╭──

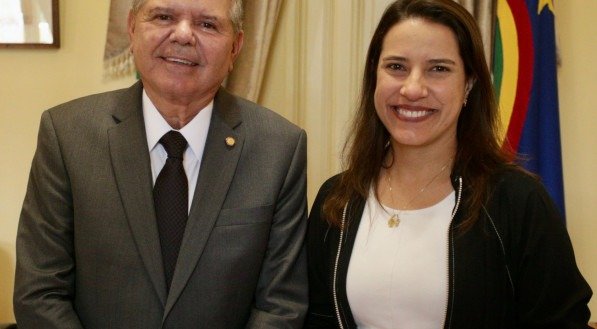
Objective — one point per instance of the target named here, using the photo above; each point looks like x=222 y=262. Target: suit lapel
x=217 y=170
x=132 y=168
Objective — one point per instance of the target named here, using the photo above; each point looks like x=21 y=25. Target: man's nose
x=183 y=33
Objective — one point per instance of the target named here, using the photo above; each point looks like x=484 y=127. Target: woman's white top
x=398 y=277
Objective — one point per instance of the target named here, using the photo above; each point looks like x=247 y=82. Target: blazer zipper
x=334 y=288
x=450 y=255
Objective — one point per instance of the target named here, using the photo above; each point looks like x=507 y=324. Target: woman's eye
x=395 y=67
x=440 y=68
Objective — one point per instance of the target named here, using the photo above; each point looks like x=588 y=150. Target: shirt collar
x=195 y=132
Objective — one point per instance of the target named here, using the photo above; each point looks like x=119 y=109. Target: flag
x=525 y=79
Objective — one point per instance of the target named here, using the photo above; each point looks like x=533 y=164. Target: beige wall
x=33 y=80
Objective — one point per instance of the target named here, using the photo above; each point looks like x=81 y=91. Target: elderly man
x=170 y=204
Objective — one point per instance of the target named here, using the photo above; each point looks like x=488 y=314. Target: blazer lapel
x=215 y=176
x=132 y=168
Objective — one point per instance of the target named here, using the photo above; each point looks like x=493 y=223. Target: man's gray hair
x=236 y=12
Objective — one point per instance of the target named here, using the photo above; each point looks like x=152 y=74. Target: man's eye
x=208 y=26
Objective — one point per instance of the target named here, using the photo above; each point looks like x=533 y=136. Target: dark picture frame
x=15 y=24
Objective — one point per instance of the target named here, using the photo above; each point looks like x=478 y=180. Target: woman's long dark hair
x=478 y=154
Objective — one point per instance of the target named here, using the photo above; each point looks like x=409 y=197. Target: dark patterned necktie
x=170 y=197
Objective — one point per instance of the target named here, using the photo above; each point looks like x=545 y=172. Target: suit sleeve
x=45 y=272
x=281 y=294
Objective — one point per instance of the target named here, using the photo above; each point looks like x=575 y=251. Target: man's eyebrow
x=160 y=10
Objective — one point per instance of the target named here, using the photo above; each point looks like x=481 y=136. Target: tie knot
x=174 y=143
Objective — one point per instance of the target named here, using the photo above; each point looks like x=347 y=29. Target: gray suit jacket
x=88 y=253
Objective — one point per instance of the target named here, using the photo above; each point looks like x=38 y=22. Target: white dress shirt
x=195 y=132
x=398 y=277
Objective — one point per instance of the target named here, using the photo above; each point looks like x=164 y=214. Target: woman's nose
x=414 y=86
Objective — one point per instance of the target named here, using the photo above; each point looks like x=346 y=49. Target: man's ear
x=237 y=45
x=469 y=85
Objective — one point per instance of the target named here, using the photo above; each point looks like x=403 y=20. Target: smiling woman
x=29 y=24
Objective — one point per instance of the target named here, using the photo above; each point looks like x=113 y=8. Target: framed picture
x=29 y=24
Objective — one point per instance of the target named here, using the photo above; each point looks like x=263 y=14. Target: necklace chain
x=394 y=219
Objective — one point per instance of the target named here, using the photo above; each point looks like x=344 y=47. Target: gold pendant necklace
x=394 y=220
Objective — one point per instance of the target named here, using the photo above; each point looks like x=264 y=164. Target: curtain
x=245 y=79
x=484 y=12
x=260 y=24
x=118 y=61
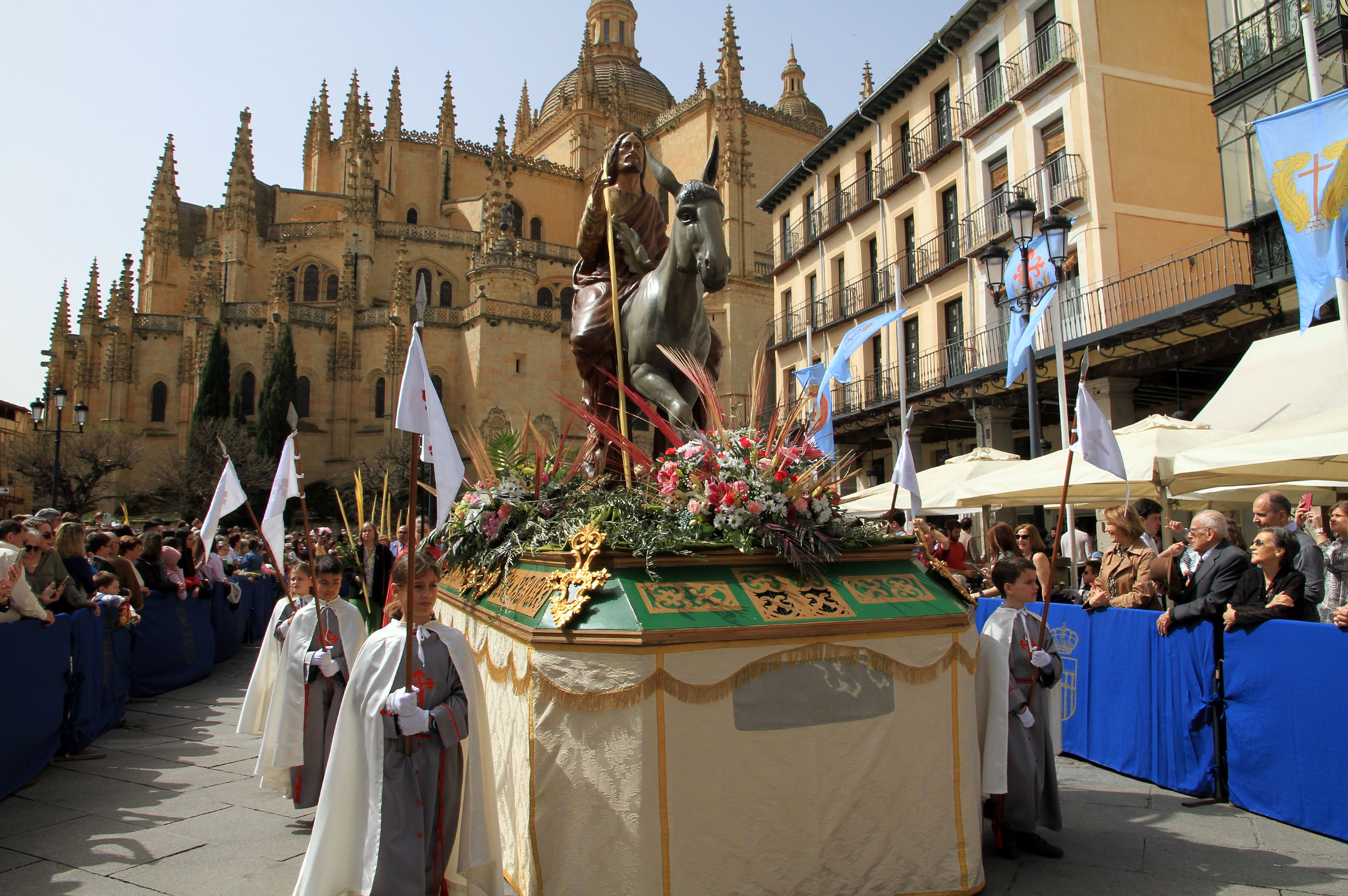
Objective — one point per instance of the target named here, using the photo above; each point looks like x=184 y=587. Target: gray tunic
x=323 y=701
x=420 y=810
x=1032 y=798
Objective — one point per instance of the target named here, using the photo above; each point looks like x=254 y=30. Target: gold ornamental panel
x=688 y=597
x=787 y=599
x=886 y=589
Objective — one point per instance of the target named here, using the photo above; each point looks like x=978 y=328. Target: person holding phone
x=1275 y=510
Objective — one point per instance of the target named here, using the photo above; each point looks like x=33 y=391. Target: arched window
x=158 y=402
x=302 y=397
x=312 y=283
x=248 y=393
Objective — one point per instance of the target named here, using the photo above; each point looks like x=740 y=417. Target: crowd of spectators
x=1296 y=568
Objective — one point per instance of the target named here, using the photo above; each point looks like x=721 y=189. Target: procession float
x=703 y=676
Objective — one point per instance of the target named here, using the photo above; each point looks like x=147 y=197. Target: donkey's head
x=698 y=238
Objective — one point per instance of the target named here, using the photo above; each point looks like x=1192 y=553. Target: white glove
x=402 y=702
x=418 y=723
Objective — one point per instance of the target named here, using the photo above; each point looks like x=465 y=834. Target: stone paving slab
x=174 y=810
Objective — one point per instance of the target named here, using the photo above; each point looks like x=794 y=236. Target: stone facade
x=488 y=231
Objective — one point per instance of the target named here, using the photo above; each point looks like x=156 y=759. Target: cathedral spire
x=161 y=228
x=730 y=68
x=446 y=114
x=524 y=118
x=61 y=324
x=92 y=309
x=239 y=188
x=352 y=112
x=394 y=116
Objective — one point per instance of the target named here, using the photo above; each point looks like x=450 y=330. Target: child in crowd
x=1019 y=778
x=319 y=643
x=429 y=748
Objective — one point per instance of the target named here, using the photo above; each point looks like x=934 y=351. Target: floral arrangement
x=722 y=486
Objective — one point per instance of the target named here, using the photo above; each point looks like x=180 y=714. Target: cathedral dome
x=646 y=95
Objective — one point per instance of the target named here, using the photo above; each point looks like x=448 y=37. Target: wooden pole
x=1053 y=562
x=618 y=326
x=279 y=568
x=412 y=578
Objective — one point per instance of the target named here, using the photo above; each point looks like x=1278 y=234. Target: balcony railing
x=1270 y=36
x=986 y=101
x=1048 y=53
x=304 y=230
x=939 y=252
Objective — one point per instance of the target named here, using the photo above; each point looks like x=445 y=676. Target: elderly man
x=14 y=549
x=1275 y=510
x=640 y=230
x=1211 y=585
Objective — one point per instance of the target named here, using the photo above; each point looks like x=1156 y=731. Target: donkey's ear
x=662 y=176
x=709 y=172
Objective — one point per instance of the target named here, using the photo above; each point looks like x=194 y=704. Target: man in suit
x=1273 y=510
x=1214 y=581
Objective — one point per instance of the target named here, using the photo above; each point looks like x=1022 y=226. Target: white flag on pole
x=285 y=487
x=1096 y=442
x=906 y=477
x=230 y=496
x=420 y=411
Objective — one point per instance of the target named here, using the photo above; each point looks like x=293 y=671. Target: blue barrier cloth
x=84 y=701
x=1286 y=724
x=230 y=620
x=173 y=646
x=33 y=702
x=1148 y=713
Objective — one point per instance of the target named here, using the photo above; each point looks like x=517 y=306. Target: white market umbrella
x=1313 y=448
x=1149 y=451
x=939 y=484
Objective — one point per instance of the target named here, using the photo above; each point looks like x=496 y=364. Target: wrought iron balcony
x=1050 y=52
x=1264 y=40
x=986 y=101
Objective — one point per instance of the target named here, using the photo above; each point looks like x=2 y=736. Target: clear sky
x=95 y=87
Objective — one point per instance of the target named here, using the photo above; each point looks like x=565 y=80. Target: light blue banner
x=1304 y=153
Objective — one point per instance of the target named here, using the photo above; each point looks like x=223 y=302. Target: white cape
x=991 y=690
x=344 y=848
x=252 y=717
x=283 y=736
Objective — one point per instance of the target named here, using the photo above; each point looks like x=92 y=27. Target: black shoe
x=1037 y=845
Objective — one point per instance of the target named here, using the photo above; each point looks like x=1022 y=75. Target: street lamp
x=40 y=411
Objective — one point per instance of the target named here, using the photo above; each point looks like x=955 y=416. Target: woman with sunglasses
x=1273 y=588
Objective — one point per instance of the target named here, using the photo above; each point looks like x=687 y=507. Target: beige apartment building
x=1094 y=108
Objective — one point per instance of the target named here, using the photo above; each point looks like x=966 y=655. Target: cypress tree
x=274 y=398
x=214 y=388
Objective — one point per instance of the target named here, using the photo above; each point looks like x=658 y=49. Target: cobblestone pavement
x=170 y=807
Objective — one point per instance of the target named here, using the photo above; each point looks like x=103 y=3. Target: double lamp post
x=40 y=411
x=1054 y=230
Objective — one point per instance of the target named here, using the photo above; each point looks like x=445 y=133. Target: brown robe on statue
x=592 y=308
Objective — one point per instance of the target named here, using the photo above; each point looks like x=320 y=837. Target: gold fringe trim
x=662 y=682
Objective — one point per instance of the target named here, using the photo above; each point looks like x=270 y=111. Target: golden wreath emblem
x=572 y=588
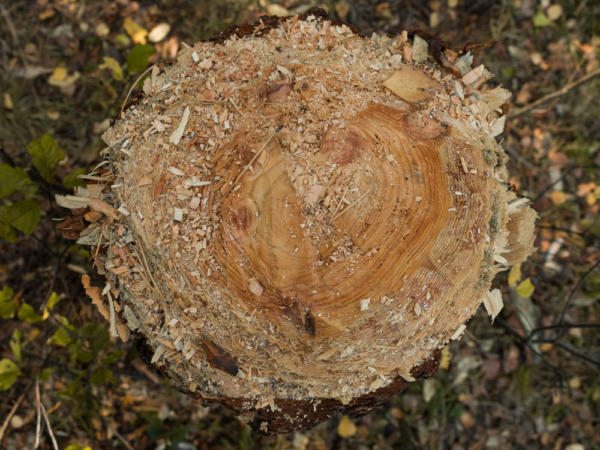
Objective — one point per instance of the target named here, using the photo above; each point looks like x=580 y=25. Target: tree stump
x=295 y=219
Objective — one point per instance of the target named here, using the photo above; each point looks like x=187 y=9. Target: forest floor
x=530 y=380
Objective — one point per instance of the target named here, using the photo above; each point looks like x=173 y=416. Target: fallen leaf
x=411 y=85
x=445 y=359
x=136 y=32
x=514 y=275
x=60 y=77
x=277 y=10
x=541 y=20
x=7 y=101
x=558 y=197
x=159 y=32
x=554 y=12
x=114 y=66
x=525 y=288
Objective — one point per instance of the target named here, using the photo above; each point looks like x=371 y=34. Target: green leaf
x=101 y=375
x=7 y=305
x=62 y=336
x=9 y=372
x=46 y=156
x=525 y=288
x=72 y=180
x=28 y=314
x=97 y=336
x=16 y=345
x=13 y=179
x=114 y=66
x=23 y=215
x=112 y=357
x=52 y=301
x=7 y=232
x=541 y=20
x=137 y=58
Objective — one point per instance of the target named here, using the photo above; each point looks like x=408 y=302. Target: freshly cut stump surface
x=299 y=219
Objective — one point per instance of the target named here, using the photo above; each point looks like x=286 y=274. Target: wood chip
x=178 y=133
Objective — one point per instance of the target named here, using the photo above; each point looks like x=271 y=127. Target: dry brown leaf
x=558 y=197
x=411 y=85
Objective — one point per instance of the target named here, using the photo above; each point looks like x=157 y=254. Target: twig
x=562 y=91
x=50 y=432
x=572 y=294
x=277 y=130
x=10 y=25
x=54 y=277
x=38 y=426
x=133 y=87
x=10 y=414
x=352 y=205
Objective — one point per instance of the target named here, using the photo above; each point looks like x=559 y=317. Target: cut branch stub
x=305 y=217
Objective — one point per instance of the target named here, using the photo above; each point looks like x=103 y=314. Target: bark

╰──

## WHAT YOU ARE ASKED TO DO
What you give back should be exactly the lines of the entries above from the one containing "y=254. Target: twig" to the end, and nothing more.

## FINISHED EXERCISE
Objective — one point per instance of the target named here, using the photo above; each point looks like x=157 y=254. Target: twig
x=562 y=91
x=50 y=432
x=572 y=294
x=277 y=130
x=10 y=25
x=54 y=277
x=38 y=426
x=133 y=87
x=10 y=414
x=352 y=205
Objective — one point per instance of the target named here, using the photo above; each point looks like x=559 y=317. Target: cut branch stub
x=305 y=217
Objective — one point per instance of the target named here, using the photo above; each point looks like x=103 y=314. Target: bark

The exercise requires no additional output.